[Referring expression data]
- - - -

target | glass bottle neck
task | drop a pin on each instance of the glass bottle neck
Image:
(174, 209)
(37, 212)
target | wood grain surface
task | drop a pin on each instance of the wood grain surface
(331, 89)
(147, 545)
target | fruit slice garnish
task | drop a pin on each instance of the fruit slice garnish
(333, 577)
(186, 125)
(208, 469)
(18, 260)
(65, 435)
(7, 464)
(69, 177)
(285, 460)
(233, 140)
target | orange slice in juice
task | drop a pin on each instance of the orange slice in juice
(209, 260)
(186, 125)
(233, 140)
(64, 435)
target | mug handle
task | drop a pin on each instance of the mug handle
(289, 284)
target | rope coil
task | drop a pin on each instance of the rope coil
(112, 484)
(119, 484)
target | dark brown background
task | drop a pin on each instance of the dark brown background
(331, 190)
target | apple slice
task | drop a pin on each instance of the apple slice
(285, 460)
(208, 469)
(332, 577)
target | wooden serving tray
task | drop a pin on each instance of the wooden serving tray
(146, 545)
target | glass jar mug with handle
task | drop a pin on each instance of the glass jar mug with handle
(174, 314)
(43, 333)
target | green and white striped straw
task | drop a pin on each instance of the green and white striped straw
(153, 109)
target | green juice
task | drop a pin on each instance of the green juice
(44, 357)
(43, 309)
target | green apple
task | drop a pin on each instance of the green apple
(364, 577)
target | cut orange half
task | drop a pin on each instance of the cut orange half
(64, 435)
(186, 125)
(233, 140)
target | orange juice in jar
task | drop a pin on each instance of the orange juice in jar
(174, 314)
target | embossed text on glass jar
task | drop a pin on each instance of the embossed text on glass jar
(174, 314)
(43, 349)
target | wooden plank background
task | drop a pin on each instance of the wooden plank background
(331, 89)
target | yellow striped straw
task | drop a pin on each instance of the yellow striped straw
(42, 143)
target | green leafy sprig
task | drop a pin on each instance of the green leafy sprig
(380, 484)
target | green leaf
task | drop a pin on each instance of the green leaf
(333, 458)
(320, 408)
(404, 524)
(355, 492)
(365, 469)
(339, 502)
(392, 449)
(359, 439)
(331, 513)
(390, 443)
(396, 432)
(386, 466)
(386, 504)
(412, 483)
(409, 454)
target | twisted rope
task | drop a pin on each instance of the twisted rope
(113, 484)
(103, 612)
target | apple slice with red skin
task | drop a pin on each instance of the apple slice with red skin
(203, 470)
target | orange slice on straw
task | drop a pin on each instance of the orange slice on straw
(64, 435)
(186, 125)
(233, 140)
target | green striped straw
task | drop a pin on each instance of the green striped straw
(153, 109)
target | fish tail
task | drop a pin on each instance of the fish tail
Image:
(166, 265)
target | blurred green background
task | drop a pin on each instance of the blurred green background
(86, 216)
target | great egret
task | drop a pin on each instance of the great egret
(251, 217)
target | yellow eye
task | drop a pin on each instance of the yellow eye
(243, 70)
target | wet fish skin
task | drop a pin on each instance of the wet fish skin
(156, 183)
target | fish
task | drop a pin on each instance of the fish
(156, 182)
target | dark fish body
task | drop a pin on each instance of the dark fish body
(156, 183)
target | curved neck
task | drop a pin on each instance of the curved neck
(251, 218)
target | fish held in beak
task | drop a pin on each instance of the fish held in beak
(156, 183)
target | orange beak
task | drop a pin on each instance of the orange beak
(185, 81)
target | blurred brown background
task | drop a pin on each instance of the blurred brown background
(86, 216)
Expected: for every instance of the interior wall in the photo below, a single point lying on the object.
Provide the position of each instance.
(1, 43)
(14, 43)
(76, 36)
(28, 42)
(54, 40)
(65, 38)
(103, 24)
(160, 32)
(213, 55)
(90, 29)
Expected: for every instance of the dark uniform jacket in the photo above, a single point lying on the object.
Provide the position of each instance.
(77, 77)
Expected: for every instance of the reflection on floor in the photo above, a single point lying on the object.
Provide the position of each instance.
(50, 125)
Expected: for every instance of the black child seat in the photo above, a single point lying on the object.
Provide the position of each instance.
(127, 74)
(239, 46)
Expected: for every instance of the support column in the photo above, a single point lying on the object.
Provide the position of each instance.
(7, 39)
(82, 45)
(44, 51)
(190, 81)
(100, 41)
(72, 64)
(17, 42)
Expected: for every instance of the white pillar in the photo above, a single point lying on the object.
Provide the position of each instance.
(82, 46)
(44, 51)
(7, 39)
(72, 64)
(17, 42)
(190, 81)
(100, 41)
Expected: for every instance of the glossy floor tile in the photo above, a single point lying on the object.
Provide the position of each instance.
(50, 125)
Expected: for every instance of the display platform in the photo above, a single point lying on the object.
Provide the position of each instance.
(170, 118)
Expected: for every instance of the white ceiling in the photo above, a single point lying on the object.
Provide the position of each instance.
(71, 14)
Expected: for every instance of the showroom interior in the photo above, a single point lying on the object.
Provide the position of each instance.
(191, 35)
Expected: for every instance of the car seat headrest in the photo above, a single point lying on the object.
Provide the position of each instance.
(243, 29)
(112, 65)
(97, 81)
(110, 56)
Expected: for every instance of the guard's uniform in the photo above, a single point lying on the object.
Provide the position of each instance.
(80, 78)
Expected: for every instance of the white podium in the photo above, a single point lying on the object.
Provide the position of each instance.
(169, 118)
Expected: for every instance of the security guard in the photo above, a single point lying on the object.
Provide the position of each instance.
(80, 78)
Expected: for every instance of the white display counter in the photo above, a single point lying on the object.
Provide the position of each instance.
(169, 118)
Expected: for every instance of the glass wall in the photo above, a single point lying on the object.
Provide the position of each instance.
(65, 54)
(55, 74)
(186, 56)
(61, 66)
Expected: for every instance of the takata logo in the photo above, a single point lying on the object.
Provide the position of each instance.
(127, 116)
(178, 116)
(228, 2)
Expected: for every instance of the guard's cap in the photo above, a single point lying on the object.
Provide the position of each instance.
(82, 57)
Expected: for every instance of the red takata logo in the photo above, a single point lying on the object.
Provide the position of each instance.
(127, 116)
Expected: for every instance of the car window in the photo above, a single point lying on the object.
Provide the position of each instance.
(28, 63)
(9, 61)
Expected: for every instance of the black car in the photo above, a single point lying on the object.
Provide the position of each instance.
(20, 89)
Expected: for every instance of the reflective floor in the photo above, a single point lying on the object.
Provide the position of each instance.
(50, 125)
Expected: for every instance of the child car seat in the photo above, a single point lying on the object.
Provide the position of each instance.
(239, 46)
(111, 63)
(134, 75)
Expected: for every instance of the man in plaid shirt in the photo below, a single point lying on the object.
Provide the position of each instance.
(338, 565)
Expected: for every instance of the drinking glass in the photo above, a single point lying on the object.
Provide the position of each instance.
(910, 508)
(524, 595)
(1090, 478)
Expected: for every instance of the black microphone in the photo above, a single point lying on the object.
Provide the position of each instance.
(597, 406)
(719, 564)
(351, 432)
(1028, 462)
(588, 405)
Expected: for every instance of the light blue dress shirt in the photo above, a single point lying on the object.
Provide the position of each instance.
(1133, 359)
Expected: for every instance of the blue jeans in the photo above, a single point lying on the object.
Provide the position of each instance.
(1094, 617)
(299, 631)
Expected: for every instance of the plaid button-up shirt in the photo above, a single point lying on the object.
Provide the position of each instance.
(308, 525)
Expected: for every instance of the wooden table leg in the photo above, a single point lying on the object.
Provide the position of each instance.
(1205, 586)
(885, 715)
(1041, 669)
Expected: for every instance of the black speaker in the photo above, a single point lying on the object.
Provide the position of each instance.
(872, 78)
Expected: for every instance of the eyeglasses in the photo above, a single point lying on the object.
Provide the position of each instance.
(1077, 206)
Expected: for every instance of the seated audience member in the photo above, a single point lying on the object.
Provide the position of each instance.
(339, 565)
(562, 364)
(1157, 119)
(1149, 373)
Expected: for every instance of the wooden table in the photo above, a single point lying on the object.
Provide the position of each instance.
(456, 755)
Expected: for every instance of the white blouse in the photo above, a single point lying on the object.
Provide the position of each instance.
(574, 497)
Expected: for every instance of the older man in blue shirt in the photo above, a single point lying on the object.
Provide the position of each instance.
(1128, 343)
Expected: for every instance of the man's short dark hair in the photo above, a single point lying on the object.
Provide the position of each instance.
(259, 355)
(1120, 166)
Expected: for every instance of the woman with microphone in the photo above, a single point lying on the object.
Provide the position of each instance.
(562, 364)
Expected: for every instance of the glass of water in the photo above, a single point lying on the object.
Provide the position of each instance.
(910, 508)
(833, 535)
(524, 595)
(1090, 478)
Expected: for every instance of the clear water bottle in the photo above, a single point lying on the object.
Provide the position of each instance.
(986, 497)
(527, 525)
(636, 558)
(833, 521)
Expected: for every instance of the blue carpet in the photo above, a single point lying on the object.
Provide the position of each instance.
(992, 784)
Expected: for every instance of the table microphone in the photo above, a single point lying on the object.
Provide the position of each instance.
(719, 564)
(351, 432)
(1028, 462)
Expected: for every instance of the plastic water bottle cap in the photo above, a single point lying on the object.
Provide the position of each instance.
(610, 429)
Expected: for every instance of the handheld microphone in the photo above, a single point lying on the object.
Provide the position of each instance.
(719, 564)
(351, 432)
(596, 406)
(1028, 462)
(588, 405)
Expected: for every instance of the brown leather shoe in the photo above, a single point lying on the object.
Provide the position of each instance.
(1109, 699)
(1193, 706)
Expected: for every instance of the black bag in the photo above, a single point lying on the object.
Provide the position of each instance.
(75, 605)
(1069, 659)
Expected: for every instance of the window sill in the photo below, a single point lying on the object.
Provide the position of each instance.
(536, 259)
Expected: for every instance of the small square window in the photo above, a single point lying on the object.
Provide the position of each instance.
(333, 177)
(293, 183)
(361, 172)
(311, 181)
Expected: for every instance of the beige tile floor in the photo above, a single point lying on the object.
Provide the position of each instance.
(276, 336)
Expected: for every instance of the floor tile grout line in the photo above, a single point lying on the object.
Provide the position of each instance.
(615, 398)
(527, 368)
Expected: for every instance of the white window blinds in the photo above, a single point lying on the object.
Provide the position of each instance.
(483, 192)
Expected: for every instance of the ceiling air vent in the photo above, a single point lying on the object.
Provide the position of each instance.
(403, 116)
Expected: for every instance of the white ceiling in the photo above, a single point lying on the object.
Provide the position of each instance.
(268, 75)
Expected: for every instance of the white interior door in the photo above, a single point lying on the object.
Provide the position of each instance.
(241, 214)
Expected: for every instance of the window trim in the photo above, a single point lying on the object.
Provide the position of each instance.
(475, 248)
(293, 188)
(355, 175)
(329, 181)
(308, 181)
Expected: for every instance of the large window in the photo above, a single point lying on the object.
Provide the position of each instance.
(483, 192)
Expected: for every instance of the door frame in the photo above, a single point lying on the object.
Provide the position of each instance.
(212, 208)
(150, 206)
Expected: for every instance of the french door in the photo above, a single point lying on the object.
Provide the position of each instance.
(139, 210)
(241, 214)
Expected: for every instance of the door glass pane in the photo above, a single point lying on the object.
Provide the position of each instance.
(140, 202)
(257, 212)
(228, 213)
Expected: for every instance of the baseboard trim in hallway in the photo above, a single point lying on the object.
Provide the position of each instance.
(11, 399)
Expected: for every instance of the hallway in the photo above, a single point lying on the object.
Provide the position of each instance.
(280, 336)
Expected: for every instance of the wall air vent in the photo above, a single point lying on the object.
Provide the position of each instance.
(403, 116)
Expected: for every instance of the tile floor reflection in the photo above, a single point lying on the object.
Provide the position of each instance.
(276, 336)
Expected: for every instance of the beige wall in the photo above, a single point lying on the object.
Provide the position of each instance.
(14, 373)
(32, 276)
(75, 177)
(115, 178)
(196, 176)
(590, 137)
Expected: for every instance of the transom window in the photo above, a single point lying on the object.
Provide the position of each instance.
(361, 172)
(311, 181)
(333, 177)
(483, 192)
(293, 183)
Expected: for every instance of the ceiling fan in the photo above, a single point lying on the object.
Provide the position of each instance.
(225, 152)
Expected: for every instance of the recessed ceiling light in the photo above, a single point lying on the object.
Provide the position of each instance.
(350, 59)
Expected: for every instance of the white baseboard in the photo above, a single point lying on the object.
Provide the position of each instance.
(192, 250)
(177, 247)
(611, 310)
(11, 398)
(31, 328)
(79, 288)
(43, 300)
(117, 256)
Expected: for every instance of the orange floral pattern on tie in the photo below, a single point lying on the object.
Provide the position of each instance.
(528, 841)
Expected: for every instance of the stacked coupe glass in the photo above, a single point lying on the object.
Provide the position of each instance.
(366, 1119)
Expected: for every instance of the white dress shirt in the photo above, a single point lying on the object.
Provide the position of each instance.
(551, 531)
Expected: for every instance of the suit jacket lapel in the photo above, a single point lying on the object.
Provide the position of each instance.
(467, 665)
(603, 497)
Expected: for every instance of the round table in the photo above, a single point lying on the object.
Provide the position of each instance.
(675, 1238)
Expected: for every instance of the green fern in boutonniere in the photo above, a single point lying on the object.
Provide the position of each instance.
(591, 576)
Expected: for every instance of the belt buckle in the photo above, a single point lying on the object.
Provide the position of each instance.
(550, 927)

- - - -

## Problem details
Repeat exactly the lines above from the one with "target | green leafy sprig" up to and including the one with "target | orange slice on straw". No other line belongs in the reply.

## Reply to the task
target | green leafy sprig
task | drop a pin on each instance of the green leafy sprig
(380, 484)
target | green leaf
task | drop a pin on each instance of the green leaf
(333, 458)
(320, 408)
(404, 524)
(355, 492)
(365, 469)
(339, 502)
(392, 449)
(359, 439)
(331, 513)
(390, 443)
(396, 432)
(386, 466)
(386, 504)
(412, 483)
(409, 454)
target | twisted rope
task | drop a pin on each instance of the twisted rope
(113, 484)
(103, 612)
target | apple slice with red skin
task | drop a pin on each instance of the apple slice with red skin
(203, 470)
target | orange slice on straw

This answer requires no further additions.